The criminal case was closed in Ukraine in January 2005 due to lack of evidence, and in Russia in December 2005 by reason of lapse of time. The case was reopened in Ukraine on 24 October 2011, after Yanukovych came to power.
Tymoshenko's husband, Oleksandr, spent two years (2002–2004) in hiding in order to avoid incarceration on charges the couple said were unfounded and politically motivated by the former Kuchma administration.
Once the charges were dropped, Tymoshenko reassumed her place among the leaders of the grassroots campaign against President Kuchma for his alleged role in the murder of the journalist Georgiy Gongadze. In this campaign, Tymoshenko first became known as a passionate, revolutionist leader, an example of this being a TV broadcast of her smashing prison windows during one of the rallies. At the time Tymoshenko wanted to organise a national referendum to impeach President Kuchma.

*****

▶ What is being asked
According to the passage about Tymoshenko, how long did her husband Oleksandr spend in hiding?

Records
*****

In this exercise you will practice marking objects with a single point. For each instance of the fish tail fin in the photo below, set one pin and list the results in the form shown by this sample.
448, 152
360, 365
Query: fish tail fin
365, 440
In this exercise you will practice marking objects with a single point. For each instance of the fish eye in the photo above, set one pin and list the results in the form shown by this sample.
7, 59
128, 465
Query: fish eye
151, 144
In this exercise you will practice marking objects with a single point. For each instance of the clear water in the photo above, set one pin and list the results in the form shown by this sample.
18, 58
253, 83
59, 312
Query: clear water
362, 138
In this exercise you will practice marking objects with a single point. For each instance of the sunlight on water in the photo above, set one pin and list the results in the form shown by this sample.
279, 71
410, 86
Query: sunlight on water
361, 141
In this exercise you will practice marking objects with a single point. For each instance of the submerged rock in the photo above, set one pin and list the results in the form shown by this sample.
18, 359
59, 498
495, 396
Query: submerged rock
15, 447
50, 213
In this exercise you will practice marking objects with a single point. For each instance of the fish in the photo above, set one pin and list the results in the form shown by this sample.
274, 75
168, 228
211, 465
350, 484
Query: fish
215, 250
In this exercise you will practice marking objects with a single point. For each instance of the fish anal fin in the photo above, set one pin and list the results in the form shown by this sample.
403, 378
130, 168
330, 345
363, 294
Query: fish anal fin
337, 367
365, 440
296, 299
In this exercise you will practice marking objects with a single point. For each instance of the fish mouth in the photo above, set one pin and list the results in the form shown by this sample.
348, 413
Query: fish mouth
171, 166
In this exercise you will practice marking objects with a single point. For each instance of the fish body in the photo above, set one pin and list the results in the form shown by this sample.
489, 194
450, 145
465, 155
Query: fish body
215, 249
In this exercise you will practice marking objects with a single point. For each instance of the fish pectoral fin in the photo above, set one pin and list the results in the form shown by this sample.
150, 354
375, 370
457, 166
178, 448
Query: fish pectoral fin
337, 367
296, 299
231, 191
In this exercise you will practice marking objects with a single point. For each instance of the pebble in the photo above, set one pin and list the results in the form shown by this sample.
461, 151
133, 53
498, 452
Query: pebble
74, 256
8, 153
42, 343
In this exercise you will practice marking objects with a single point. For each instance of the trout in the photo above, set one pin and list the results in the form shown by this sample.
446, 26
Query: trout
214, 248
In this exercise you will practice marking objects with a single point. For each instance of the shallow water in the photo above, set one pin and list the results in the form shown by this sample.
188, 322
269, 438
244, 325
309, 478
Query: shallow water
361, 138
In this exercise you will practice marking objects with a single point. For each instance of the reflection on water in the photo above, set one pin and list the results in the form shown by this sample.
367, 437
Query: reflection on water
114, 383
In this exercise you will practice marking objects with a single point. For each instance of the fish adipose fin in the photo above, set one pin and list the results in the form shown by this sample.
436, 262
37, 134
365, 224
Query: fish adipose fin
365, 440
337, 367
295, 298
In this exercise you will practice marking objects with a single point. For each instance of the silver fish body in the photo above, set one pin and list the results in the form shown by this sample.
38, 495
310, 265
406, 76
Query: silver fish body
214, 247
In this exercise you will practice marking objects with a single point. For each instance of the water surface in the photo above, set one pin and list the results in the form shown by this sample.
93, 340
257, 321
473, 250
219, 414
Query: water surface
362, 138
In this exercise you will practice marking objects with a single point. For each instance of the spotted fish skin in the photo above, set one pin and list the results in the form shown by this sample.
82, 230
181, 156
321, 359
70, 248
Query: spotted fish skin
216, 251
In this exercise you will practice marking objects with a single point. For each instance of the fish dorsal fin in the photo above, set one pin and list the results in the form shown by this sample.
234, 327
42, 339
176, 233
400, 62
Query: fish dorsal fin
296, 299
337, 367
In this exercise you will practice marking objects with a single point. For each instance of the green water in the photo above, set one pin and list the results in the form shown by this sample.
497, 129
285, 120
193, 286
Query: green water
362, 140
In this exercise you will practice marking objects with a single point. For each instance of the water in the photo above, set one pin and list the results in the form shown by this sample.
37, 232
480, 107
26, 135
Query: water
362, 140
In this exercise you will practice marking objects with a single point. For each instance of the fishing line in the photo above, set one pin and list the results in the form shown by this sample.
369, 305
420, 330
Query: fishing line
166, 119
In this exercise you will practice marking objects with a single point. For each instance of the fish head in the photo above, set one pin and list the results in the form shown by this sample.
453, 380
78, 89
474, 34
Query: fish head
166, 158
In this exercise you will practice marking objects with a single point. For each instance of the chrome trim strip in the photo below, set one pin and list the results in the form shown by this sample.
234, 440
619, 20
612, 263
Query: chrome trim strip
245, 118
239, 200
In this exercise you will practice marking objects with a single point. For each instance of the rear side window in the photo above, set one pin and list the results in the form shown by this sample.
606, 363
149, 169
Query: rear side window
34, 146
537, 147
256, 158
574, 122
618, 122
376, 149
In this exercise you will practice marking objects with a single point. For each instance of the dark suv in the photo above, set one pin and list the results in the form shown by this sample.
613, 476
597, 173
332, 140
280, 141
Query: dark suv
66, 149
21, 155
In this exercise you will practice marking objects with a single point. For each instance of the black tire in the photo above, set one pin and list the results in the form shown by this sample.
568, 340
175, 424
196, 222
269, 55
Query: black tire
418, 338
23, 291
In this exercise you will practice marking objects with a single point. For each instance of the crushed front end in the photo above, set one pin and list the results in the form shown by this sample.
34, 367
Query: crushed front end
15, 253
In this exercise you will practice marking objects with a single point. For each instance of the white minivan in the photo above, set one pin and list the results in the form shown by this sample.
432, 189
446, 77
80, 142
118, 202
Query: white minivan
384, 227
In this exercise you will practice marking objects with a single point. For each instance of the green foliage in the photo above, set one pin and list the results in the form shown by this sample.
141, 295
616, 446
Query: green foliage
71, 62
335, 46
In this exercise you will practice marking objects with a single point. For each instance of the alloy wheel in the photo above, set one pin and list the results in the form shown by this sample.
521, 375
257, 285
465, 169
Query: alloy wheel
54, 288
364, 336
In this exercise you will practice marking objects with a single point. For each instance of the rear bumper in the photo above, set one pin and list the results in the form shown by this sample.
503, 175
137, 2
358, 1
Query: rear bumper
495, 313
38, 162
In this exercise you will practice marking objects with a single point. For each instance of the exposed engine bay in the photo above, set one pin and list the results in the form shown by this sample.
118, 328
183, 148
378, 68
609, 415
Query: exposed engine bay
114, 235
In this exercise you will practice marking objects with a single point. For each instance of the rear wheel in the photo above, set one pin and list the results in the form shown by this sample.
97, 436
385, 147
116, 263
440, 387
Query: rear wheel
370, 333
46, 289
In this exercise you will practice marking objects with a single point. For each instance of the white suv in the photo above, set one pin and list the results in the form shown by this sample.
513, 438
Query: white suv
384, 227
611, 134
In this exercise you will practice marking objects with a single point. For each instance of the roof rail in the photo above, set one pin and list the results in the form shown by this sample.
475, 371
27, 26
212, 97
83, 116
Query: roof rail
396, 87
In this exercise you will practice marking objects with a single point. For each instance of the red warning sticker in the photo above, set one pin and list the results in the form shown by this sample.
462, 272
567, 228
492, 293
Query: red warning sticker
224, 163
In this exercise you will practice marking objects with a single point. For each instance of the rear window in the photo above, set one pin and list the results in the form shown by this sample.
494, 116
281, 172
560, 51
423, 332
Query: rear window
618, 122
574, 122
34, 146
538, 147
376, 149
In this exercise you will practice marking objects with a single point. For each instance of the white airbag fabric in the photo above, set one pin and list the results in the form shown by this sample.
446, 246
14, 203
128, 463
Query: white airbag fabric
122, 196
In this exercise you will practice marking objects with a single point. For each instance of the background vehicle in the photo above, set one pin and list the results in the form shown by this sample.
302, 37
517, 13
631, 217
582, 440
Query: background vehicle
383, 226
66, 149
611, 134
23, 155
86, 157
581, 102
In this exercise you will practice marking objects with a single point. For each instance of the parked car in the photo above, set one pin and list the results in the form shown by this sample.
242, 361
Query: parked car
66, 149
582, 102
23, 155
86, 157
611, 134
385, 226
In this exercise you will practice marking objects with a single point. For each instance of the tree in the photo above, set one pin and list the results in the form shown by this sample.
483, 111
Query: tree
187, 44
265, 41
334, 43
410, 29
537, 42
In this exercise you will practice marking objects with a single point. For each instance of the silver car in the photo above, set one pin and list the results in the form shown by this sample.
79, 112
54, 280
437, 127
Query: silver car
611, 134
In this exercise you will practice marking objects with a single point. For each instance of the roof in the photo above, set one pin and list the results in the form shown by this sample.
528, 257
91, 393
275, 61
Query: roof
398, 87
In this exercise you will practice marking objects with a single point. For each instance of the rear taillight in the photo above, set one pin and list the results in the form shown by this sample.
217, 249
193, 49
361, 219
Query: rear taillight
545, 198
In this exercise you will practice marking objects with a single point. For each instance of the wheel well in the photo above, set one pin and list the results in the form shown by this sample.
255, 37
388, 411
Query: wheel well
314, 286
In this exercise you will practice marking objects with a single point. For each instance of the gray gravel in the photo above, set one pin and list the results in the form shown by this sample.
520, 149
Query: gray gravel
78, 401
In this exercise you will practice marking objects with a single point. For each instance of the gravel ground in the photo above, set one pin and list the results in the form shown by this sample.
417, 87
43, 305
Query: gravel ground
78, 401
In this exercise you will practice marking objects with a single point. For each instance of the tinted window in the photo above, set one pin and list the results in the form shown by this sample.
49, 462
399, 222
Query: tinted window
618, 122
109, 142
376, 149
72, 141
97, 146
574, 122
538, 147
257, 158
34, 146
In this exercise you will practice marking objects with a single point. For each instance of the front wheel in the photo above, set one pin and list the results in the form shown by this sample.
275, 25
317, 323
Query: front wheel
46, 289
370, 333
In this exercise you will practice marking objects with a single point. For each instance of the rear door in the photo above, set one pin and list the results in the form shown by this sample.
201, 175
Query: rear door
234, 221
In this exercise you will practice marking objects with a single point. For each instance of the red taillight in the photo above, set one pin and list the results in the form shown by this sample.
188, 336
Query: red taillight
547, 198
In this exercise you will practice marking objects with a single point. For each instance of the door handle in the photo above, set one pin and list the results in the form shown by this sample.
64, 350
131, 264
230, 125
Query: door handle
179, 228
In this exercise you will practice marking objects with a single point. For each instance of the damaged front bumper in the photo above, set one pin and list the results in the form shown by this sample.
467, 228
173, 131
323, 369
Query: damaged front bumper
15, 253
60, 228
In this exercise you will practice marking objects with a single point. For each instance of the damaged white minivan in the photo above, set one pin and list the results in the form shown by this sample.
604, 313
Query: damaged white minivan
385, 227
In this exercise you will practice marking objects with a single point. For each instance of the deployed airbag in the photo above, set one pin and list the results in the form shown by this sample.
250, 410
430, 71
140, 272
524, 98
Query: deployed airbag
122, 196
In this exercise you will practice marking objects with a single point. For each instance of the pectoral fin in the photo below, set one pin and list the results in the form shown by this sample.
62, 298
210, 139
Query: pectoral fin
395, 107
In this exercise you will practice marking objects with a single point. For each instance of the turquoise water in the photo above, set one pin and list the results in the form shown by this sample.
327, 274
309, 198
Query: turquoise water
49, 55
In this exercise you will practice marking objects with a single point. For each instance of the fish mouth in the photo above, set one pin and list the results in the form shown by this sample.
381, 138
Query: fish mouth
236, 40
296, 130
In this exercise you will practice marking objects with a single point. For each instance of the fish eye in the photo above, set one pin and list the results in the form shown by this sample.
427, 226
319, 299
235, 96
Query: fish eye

*****

▶ Expected answer
Two years, from 2002 to 2004.